[What you are asked to do] Only the lines with "every" in the entries below belong in the answer; please copy them.

[Available records]
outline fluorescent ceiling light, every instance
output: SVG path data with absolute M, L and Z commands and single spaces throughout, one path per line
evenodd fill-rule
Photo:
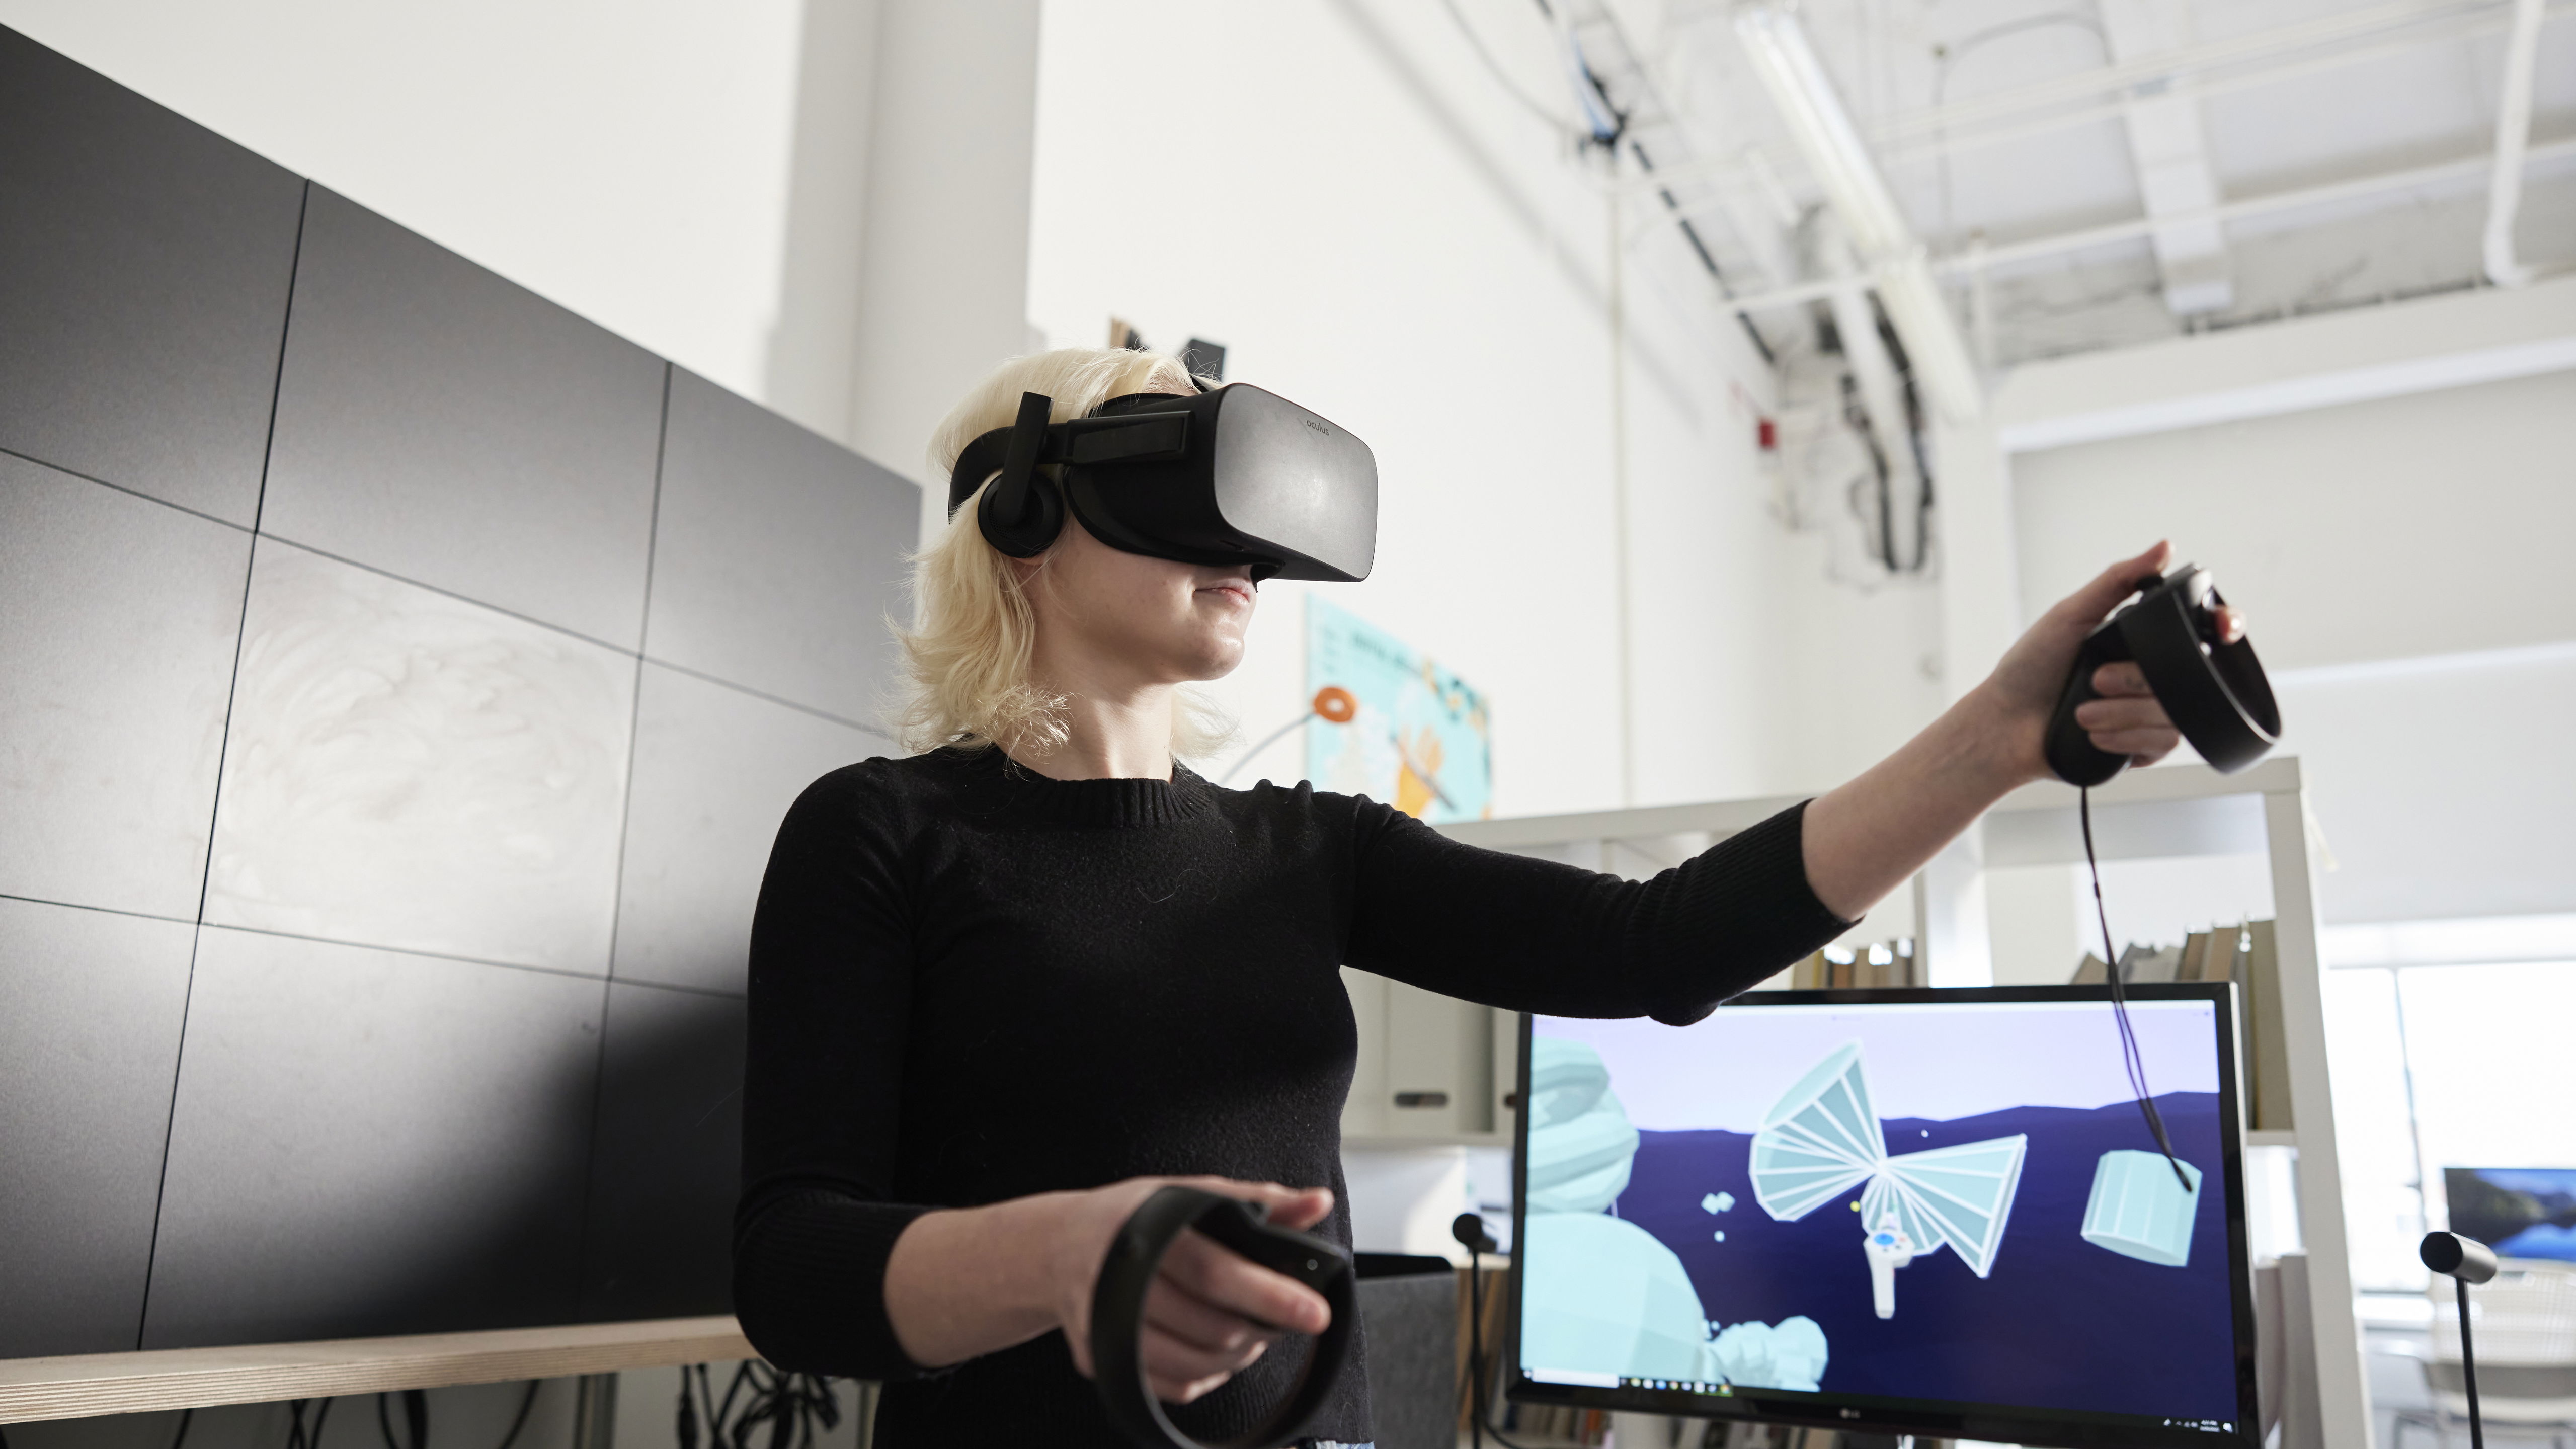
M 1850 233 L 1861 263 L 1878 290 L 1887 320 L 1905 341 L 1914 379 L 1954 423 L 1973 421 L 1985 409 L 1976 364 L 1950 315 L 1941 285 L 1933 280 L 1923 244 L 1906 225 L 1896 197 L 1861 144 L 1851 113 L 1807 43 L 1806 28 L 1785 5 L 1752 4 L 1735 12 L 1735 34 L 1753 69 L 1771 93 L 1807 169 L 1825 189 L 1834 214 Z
...
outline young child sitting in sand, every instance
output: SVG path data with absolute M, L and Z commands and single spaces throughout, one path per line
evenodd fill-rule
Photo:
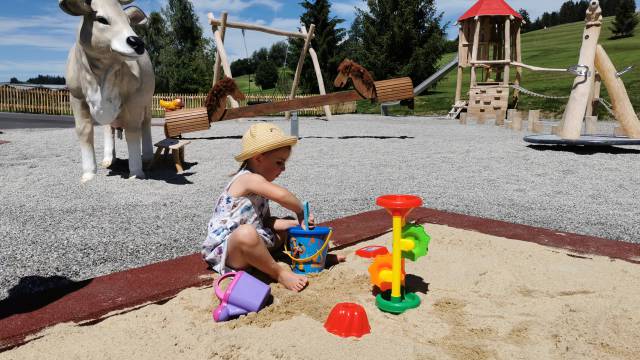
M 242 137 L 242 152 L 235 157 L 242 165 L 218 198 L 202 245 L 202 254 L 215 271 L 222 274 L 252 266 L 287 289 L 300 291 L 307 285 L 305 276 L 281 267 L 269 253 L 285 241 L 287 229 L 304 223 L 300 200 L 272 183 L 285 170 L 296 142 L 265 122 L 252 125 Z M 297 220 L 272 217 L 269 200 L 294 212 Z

[Result for this exercise]
outline fluorescent ceiling light, every instance
outline young child sitting in sand, every instance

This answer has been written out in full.